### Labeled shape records
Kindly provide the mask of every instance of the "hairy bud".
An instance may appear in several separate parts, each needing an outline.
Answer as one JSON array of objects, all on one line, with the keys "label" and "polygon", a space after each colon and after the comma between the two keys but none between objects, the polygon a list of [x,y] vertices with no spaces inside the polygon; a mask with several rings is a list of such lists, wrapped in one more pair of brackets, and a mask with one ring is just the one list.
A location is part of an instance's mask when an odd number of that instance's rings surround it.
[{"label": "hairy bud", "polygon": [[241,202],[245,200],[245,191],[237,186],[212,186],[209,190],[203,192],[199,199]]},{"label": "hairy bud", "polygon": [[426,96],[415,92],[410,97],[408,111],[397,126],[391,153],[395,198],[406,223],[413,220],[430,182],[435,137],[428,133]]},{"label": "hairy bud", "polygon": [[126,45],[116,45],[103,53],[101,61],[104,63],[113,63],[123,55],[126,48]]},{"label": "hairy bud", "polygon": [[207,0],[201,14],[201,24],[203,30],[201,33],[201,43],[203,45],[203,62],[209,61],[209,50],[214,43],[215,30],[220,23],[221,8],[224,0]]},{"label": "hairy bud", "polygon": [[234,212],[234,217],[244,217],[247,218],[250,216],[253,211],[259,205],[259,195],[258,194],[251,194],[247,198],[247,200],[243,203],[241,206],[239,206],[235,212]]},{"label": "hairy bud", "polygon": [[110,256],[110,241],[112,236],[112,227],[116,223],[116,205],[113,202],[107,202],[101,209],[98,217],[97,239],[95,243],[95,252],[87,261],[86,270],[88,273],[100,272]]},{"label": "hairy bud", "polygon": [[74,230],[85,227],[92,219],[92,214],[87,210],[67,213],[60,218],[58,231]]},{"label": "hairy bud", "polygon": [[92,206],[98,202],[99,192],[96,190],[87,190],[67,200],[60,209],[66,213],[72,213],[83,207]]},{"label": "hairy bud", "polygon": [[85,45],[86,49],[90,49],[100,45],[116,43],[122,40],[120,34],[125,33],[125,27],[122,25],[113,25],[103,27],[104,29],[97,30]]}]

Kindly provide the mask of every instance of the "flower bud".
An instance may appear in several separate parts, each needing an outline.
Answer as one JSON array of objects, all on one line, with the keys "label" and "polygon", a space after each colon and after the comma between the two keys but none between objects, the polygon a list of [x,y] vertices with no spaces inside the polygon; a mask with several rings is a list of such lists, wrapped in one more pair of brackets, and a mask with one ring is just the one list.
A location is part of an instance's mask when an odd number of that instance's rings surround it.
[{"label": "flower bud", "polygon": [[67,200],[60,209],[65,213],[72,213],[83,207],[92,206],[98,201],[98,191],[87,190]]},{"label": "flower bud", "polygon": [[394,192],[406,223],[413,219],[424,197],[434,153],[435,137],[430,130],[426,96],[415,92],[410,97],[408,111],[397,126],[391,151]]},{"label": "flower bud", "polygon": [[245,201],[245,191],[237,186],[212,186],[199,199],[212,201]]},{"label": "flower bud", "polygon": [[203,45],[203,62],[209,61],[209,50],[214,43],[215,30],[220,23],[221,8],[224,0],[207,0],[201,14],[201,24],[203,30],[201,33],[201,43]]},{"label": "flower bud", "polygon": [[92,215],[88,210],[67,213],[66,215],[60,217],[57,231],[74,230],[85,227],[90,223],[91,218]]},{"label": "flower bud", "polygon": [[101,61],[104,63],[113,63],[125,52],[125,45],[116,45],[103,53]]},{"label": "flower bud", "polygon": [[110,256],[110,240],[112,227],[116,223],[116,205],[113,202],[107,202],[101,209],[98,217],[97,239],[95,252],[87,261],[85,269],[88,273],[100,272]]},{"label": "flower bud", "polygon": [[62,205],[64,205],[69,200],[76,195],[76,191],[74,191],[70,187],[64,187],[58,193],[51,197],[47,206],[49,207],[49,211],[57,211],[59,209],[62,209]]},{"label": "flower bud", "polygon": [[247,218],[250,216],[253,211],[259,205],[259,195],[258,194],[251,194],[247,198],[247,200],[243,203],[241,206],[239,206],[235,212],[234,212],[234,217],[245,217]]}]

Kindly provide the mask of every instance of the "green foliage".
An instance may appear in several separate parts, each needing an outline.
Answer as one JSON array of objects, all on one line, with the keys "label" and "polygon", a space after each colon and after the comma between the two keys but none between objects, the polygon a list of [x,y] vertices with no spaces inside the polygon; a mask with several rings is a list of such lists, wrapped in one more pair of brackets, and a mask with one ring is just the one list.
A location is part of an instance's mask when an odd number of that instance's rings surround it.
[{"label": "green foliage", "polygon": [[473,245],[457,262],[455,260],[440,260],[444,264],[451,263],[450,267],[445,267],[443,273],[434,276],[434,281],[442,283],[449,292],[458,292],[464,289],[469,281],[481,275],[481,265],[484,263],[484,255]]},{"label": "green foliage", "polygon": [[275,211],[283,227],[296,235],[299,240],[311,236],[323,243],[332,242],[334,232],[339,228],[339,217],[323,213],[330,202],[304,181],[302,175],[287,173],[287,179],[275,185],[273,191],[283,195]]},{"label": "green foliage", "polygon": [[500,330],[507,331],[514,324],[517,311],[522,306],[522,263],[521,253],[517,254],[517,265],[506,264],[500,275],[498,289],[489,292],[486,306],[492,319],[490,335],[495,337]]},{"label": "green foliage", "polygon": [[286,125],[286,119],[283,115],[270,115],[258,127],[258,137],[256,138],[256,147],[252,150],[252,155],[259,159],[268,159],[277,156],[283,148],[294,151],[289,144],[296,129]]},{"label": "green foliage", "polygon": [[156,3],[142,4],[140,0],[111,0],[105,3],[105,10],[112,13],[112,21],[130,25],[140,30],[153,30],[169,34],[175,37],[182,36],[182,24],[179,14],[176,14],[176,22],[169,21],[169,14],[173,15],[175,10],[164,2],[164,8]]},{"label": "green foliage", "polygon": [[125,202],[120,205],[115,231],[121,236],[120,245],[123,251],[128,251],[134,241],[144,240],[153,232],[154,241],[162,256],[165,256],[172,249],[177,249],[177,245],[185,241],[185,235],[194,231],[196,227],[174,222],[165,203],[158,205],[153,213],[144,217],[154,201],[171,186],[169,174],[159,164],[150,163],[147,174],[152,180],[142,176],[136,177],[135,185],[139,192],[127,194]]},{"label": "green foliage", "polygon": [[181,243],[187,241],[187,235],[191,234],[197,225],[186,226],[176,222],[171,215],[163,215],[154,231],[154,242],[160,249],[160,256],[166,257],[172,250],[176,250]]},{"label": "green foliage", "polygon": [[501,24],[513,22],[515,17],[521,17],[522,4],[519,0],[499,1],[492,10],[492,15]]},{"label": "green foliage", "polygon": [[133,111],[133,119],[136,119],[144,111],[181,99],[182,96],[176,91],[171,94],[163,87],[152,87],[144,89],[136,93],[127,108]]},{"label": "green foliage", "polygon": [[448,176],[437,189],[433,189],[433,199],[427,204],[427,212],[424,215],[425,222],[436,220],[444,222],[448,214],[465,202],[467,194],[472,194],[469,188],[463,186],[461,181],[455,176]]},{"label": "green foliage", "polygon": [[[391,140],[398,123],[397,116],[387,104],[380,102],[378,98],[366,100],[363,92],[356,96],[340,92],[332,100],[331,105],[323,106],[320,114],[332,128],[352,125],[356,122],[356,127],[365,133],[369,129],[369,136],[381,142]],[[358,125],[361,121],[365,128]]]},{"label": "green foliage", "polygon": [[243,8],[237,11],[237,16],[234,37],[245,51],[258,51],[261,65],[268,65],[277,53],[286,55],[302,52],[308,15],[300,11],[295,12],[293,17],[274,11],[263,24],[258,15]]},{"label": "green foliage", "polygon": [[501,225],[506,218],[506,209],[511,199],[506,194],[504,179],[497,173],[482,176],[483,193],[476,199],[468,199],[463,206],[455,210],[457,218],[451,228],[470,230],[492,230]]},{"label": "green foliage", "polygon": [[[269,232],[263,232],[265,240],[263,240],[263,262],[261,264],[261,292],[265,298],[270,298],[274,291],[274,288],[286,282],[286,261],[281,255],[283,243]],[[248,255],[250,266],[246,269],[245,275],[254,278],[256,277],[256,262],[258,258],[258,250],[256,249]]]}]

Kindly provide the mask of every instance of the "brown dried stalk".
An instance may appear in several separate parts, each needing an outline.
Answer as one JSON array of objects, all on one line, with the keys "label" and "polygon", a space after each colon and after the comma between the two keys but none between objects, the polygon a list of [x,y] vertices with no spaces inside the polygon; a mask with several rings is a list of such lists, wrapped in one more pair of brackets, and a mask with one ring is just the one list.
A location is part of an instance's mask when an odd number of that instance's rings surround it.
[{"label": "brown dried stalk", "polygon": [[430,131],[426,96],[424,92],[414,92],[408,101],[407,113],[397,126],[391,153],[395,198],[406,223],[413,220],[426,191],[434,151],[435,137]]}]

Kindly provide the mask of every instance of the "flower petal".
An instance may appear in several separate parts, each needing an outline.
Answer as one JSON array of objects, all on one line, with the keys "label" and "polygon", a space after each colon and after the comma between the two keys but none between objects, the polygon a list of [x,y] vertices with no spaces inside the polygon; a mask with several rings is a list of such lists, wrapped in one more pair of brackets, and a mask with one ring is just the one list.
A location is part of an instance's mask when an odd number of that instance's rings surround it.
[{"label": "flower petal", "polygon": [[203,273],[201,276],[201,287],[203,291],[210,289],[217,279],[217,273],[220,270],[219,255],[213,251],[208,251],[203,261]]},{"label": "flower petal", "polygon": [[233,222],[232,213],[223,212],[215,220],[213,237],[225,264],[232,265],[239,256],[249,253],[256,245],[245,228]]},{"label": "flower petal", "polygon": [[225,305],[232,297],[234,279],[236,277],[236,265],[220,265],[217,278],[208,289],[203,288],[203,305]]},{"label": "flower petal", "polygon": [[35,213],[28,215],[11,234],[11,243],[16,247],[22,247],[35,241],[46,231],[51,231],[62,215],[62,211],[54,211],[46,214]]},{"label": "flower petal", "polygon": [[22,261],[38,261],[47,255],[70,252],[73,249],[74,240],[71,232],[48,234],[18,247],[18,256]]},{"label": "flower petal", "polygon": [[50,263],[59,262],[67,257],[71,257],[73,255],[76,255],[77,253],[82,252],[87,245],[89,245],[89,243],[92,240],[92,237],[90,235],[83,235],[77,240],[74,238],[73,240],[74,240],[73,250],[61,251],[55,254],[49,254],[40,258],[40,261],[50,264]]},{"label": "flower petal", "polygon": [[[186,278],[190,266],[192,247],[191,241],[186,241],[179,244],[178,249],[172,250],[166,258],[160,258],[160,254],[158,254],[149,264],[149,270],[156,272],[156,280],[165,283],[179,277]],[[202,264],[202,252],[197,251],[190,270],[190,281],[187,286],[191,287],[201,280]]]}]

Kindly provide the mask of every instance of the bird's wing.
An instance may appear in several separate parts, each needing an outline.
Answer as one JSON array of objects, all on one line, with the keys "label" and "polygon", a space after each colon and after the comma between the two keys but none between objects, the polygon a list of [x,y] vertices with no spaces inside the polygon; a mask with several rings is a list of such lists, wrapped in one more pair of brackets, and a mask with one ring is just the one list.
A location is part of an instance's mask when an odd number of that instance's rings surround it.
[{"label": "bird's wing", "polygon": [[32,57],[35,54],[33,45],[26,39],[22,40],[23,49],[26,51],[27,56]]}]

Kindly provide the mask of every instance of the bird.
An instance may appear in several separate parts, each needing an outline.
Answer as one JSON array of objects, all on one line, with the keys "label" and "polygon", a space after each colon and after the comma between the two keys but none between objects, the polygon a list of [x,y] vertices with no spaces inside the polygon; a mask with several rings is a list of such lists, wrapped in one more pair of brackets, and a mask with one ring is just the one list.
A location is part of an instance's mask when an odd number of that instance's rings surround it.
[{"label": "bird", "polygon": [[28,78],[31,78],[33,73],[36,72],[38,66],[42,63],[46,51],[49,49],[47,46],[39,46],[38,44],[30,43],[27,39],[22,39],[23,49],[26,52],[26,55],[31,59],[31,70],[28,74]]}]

### TASK TO CARRY OUT
Copy everything from the line reading "Kindly provide the mask of every instance of the bird." down to the end of the records, requests included, and offset every vertex coordinate in the answers by -8.

### SOLUTION TO THIS PROBLEM
Kindly provide the mask of every instance of the bird.
An instance may appear in several separate parts, each needing an outline.
Answer as one JSON array of objects, all on one line, with the keys "label" and "polygon", a space after each colon and after the comma between the two keys but none between objects, the polygon a list of [x,y] vertices with no spaces inside the polygon; a mask with several rings is a list of such lists, wrapped in one more pair of brackets, and a mask with one ring is just the one list.
A location is part of an instance's mask when an odd number of that instance's rings surround it.
[{"label": "bird", "polygon": [[20,70],[23,70],[25,65],[28,64],[30,58],[34,55],[38,43],[41,41],[39,38],[31,38],[30,36],[22,35],[19,31],[14,31],[15,41],[18,44],[18,47],[23,51],[23,62],[20,66]]}]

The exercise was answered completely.